**GIVEN INSTRUCTION**
Write the data out again exactly, with no pictures.
════════════════════
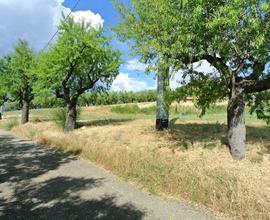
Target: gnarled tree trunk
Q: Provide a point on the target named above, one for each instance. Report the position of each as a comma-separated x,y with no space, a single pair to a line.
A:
162,114
25,111
236,126
71,116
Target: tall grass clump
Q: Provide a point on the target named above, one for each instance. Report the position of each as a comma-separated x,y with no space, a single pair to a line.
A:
10,123
133,109
60,115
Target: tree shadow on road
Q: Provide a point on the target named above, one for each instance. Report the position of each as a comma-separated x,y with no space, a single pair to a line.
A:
23,196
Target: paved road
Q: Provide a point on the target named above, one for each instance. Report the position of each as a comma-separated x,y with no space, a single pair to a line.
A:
38,183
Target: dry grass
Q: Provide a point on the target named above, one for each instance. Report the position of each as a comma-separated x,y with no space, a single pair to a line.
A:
204,174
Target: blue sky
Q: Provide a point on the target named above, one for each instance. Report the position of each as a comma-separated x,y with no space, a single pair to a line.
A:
111,17
37,20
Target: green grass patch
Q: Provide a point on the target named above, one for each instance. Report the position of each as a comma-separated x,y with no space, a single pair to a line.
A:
10,123
133,109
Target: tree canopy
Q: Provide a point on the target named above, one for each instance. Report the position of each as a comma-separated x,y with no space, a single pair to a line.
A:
17,76
81,60
233,36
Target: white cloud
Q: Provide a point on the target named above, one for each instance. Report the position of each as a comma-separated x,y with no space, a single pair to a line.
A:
135,65
35,21
124,83
201,66
88,17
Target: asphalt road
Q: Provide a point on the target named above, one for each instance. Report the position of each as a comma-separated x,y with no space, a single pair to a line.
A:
39,183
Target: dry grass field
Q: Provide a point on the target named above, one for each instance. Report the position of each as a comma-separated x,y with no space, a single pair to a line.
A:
189,162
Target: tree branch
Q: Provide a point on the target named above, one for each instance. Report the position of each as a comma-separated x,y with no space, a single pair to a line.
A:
251,86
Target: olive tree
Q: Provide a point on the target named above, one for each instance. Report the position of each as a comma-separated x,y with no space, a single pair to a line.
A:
232,36
17,77
138,27
81,60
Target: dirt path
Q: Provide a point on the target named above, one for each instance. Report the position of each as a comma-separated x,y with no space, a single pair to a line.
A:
38,183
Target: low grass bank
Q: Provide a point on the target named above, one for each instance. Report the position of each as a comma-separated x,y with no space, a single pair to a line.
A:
188,162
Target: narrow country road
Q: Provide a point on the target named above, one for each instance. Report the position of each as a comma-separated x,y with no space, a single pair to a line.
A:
39,183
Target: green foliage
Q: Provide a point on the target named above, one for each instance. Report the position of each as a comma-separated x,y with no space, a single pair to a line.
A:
82,59
233,36
19,76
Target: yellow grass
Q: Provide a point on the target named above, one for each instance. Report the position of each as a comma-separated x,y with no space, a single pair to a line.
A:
204,174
════════════════════
**TASK RESULT**
Target: gnarled tree trunk
Q: Provide a point on the target named above, one for each instance. Report the position of each as a comma-separated x,y with no space, a single pair to a line.
A:
162,114
25,111
236,126
71,116
Target: tall grass clump
Q: Provide a point on the target named above, one for each instance. Report the position of each as a comma-separated x,y with no space, a single pair to a line.
A:
10,123
133,109
60,115
Target: tree shadow on road
Q: Provide a point on the target named above, one for each instance. Report the position of each as a comma-separated x,y with no space, a single pair to a line.
A:
23,196
Target: paved road
Q: Provide a point on the target named above, one for each instance. Report the position of each as a comma-separated x,y with no space, a single pair to a line.
A:
38,183
Target: dry grass
Q: Provide a point on the target named above, one for each instance. Report the position of each as a comma-separated x,y with no space, a single pair to a line.
A:
204,174
Target: blue sky
Q: Provide a point on the target named above, one for each instance. Report the position of each as a comma-separated x,y with no space, a single pair to a line.
A:
111,17
37,20
Target: green grass patch
Q: Provide a point on the target named above, one for each instance. Report the position of each as a comma-separated x,y with no space, a single pair to a line.
A:
10,123
133,109
Target: tree canopy
Q: Provide a point on the target named above, one for each instance. Report the position of each as a comma-separated x,y with no space, a single pair to a line.
A:
17,76
81,60
233,36
Target: white cloud
Q: Provide a point on the target named above, one for each instance. Report the position of each as a comma-separated x,y with no space, a single pair to a line.
A:
135,65
35,21
124,83
201,66
88,17
Target: asphalt road
Q: Provide a point on the target named above, one for each instance. Report the position of each as a comma-separated x,y with no space, a single pair to a line.
A:
39,183
Target: dry grass field
Q: Provide a point on the target named above, one for each instance. Report the position of each as a comma-separated x,y with no space, a single pair to a line.
A:
189,162
Target: tree branch
Q: Provide a point on the target named above, one for each instance. Report the position of each as a comma-separated x,y with no space, a single pair to a line.
A:
251,86
Target: olive tree
Q: Provide a point on the target named above, one for each instance. Report the position of each as a comma-separated x,y with no space, a single pair to a line.
A:
232,36
17,77
138,27
81,60
Target: dirt path
Q: Provide a point on the target named above, one for each instance. Report the position of each as a comma-separated x,y with no space, a single pair to a line.
A:
38,183
Target: low grass bank
Q: Provide a point on the target named above, one for each instance. Report the position of each as a comma-separated x,y with no space, a single pair to a line.
A:
188,162
Target: narrow country road
Q: Provide a point on the target named above, one for each instance. Report the position of each as a comma-separated x,y with no space, a single pair to a line.
A:
39,183
Target: green foliage
Q: Provide a point on the target named above, one for each instance. Report the position of each as a comma-separated x,y with no space, a single pair to a line.
A:
82,59
233,36
19,76
Target: yellow grass
Q: Provide a point on the target named above, one for each instance. Report the position of each as a comma-separated x,y with no space, a single pair to a line.
A:
204,174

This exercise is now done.